Material supplied:

────────

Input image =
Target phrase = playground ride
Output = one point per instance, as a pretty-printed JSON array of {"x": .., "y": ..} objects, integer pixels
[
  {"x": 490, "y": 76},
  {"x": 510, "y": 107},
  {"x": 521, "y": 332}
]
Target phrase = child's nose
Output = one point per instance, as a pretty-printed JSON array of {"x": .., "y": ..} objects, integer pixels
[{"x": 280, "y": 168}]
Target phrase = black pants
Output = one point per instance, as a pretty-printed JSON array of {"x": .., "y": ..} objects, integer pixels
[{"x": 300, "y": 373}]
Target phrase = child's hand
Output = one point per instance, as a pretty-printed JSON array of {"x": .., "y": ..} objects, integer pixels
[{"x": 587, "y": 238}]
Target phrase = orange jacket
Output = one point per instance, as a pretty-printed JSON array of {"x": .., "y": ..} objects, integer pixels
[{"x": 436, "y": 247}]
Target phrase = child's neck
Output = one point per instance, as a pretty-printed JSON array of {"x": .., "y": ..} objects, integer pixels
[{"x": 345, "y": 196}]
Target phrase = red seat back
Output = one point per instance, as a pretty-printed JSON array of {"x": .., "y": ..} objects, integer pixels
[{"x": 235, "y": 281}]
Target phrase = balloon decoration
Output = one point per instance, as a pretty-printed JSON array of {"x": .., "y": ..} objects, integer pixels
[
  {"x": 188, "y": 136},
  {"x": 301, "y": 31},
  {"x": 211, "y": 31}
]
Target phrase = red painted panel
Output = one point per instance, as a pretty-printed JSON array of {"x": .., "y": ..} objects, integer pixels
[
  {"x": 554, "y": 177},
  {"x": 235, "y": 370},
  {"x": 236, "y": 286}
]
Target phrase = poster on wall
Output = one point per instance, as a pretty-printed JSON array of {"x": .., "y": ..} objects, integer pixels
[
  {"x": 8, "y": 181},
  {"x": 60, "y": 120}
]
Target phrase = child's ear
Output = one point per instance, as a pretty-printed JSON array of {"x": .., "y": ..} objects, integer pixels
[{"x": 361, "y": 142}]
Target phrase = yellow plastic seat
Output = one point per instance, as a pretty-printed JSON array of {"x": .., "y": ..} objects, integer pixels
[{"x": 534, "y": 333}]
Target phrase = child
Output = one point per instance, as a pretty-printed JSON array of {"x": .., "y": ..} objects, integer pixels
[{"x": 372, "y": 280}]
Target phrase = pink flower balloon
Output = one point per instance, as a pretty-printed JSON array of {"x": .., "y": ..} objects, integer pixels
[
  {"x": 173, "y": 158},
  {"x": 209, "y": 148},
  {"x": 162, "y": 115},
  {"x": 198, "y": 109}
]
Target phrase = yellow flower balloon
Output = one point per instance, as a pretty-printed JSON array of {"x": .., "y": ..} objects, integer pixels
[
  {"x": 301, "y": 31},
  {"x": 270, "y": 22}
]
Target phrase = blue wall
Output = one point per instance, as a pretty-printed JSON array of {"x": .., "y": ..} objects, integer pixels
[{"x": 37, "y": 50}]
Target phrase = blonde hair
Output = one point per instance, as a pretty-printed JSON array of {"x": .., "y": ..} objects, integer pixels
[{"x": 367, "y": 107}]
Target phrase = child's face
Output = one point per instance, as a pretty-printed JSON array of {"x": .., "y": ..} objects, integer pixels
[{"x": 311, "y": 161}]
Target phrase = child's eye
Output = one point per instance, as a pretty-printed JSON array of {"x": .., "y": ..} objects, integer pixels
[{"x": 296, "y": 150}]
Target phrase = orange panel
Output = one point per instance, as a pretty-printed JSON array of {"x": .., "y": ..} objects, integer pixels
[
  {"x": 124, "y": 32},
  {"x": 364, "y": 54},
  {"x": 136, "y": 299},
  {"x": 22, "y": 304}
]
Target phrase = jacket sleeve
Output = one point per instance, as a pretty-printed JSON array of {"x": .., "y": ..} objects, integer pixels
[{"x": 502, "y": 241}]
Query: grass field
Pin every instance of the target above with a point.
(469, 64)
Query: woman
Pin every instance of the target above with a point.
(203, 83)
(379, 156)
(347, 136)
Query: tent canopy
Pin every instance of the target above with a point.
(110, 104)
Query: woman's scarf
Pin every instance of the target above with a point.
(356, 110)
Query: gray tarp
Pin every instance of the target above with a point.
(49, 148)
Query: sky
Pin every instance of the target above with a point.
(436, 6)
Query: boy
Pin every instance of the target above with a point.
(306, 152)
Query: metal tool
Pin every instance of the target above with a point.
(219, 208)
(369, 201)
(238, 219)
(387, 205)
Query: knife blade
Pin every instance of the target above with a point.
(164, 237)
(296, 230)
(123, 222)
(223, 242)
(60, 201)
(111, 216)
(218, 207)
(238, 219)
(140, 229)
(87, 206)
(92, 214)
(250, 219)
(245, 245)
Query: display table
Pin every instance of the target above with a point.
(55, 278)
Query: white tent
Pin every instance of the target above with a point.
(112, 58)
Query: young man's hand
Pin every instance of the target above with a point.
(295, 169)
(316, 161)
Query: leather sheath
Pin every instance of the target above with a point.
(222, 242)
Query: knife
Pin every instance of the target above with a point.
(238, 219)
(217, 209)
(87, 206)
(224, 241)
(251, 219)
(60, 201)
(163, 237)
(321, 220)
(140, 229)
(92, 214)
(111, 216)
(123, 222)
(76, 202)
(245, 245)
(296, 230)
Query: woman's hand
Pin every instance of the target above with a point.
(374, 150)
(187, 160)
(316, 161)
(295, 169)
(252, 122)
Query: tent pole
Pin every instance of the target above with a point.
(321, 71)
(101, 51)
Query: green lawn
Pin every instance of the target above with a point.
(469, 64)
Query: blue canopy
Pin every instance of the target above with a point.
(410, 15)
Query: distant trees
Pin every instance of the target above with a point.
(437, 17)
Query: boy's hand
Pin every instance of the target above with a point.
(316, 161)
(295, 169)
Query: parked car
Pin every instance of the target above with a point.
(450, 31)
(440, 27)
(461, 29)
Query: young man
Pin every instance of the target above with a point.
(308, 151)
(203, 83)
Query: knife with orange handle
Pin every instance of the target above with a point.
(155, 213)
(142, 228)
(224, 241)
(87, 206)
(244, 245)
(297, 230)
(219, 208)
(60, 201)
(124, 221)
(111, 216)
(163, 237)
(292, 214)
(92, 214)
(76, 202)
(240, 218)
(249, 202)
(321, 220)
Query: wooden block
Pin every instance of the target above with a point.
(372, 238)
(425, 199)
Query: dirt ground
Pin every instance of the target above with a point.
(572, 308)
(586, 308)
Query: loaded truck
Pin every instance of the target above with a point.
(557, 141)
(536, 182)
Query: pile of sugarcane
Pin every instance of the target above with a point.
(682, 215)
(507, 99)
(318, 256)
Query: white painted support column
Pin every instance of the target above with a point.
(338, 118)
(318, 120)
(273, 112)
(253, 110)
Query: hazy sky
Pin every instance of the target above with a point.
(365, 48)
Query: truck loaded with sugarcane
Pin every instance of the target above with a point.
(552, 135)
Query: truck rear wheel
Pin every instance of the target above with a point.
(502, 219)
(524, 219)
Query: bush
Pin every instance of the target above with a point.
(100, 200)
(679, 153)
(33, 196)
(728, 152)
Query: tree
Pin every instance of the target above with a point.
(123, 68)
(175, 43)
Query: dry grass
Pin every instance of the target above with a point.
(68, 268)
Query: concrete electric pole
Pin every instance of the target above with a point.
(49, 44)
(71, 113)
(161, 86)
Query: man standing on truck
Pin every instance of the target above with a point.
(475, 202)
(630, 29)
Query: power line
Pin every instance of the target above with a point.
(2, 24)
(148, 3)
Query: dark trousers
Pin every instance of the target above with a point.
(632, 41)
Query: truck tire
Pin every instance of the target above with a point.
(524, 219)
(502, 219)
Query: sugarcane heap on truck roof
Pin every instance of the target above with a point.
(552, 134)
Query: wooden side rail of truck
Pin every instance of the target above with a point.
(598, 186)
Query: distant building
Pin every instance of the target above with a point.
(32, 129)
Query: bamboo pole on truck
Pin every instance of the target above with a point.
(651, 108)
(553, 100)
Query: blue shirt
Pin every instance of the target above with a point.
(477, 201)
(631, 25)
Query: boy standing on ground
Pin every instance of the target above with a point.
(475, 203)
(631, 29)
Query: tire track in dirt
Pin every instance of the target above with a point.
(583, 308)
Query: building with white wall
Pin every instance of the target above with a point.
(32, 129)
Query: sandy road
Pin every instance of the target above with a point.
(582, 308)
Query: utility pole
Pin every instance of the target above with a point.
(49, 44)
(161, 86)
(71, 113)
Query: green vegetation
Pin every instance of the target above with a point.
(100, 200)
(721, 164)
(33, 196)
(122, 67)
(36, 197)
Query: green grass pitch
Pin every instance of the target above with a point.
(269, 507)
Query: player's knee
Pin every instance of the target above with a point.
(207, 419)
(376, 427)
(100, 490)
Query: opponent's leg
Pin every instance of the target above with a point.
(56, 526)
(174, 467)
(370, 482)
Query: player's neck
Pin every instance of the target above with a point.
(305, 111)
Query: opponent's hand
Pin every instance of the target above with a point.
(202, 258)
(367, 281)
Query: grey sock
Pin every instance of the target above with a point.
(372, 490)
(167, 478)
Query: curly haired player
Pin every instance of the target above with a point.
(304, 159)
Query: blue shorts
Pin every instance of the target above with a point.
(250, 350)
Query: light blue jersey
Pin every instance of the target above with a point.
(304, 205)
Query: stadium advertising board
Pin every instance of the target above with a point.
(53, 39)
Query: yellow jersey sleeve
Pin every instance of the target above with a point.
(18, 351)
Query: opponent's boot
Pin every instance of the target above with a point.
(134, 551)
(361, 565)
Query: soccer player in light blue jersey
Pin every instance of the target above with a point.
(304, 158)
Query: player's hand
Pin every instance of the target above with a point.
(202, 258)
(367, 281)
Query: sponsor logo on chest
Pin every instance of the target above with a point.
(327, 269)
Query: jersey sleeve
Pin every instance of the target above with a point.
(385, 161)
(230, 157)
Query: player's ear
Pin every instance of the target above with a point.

────────

Exercise:
Using the material above, return every line that holds the string "child".

The answer:
Target phrase = child's nose
Target phrase = child's hand
Target phrase = child's neck
Target phrase = child's ear
Target phrase = child
Target phrase = child's face
Target phrase = child's eye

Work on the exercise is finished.